*EXERCISE*: In the text about Nyerere's early years, where did Nyerere take a teaching post after finishing his studies at Makerere University in 1945?

In 1943 Julius Kambarage Nyerere joined Andrew Tibandebage in a student political group at Makerere University in Uganda, where they discussed how Tanganyika might gain its independence by making a claim to the United Nations Trusteeship Committee. After finishing studies at Makerere University in 1945, Nyerere took up a teaching post at St. Mary's Secondary School in Tabora, Tanganyika and threw himself happily into his duties. With Tibandebage, Nyerere coached a debating team at St. Mary's and made a deep impression on an upcoming generation at the neighboring Tabora Boys’ School. Rashidi Kawawa, Job Lusinde, and Oscar Kambona all became leaders in the independence movement, in large measure inspired by this enthusiastic young teacher and his debating club. Nyerere kept in close touch with friends back home, including James Irenge, his teacher from Mwisenge Native Authority School who saw his leadership potential and quietly nurtured Nyerere's political ambition during his former pupil's regular visits home.

*ITEMS*:
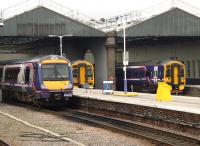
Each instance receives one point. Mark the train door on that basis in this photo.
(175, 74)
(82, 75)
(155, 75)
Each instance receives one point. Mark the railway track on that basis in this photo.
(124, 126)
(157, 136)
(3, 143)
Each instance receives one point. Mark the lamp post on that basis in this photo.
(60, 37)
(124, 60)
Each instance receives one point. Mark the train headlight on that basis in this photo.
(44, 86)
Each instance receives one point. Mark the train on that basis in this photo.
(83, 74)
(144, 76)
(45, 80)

==

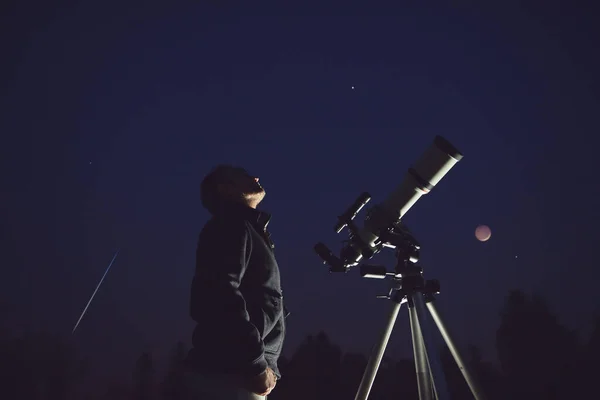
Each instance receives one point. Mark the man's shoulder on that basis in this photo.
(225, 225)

*SOLVED EXERCISE*: St. Mary's Secondary School in Tabora, Tanganyika